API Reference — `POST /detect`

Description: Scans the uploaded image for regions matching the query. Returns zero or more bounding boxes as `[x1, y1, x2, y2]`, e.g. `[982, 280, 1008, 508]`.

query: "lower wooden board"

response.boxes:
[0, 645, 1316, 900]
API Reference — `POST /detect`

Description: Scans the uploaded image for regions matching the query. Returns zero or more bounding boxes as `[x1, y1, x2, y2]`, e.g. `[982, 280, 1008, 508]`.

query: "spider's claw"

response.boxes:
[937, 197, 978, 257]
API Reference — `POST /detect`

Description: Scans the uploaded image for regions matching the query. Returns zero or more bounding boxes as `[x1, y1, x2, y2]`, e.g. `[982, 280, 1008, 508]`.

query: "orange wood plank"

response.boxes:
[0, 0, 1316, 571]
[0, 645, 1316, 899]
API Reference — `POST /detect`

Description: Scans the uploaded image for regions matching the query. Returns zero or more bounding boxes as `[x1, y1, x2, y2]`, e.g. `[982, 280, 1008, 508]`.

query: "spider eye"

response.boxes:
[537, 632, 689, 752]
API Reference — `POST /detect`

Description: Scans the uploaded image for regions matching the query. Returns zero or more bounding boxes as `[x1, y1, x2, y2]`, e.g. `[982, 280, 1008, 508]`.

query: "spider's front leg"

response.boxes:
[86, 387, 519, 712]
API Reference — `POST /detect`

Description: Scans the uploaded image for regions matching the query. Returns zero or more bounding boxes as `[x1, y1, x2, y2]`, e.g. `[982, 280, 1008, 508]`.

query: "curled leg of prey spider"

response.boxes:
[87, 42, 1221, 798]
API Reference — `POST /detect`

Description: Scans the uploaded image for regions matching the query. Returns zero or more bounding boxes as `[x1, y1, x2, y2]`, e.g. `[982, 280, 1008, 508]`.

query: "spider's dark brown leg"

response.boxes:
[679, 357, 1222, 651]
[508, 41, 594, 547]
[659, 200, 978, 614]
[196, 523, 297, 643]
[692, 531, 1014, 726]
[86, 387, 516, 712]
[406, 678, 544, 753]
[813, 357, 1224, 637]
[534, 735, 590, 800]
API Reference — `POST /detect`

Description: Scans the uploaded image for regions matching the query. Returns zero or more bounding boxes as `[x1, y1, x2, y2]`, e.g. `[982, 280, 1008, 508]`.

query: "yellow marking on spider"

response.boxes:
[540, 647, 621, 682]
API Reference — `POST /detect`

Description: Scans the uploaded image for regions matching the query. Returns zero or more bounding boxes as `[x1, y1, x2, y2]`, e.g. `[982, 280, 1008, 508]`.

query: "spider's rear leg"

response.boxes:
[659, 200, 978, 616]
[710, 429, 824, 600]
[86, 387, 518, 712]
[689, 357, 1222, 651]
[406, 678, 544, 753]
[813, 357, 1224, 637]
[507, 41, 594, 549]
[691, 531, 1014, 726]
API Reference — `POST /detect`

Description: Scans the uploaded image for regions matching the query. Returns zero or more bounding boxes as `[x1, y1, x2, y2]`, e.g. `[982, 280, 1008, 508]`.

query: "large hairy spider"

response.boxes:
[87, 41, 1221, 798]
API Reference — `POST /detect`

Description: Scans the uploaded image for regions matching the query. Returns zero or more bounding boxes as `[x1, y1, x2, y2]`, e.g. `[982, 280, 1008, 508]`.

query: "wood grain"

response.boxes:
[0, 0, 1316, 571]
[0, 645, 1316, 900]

::::::::

The request>
Pull out every line in the records above that contains the word "spider", and copy each one whole. Case counts, so only lines with the letters in the same upper or lower case count as matches.

Worked answer>
query: "spider's claw"
query: "spider eye"
query: "spider's front leg"
query: "curled leg of prey spider"
query: "spider's dark brown leg"
query: "yellow marking on spider"
query: "spider's rear leg"
query: "large hairy spider"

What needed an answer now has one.